Format the data below as a Markdown table with the columns Row and Data line, starting at the line containing "of the person" and running through the end of the data, with blank lines and pictures left out. Give each line its own row, numbered in order.

● GIVEN ENTRIES:
########################################

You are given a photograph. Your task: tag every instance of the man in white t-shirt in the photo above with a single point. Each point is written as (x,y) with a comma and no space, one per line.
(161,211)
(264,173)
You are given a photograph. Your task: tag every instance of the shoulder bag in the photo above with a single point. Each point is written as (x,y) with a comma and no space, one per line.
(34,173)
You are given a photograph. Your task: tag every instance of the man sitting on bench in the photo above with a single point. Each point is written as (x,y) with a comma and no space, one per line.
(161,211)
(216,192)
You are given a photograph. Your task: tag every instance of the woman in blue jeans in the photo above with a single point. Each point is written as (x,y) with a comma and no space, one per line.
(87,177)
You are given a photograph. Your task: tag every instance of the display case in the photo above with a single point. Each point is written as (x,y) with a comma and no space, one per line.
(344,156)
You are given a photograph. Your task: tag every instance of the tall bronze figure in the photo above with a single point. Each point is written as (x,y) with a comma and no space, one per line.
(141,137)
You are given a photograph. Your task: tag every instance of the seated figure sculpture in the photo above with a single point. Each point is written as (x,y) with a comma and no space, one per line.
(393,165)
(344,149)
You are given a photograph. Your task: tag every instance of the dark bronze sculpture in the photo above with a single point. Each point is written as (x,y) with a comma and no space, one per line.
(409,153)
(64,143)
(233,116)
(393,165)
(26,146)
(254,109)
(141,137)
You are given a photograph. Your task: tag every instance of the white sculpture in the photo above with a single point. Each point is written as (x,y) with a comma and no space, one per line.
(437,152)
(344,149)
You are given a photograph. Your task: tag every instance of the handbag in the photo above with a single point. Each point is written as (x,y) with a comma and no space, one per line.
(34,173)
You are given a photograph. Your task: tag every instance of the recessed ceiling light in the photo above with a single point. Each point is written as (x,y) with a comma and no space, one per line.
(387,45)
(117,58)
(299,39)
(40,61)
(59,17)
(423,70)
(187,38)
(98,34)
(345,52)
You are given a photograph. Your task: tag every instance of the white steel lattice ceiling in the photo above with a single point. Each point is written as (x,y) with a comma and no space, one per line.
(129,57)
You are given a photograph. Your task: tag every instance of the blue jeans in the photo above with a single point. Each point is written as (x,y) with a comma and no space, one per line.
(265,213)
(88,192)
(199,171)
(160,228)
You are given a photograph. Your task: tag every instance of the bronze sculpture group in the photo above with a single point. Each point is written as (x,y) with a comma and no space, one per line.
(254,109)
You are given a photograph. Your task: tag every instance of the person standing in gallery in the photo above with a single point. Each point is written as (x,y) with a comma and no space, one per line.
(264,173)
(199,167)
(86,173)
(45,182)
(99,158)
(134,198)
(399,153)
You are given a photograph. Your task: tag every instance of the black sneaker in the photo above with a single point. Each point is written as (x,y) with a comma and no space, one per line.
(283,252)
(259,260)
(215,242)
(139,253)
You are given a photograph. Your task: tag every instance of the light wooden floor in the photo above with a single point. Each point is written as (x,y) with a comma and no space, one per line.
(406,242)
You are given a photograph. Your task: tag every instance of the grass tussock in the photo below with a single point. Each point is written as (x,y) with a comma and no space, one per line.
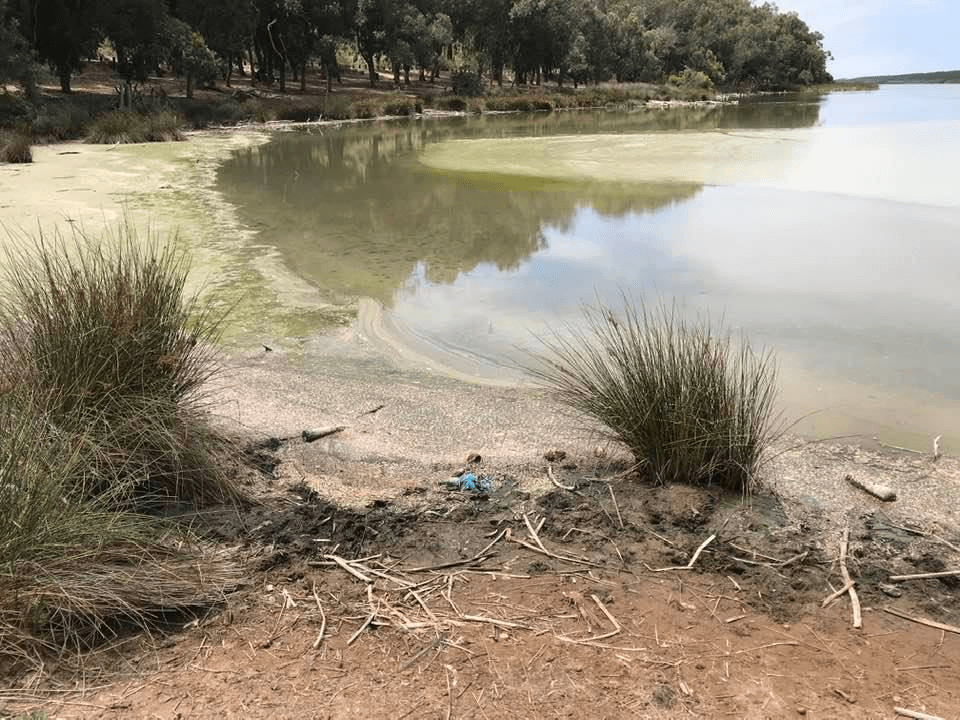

########################################

● WORKED SOLUTION:
| Row | Data line |
|---|---|
| 1 | You are given a photograph. Your task: tag every instance of the person standing in gallery in the photo above with a single point. Each point is written as (x,y) with a comma and no space, one per line. |
| 2 | (264,173) |
| 3 | (199,167) |
| 4 | (86,173) |
| 5 | (45,182) |
| 6 | (99,158) |
| 7 | (134,198) |
| 8 | (399,153) |
| 9 | You are given a photograph. Your task: tag every instance of the black sneaker in the photo above with a single point. Each point is written as (x,y) with a comma and no space, one per line. |
| 10 | (283,252) |
| 11 | (259,260) |
| 12 | (215,242) |
| 13 | (139,253) |
| 14 | You are given a photograph. Your task: tag every instance of the light wooden floor in the photo above with a single point. Each point is written as (x,y) with a comma and no space, one per line. |
| 15 | (406,242) |
| 16 | You are given a photograph. Your task: tag every instance of the grass tussock in the photo below with a single point. Each point is written as (x,y) with a comma and no space, one per line. |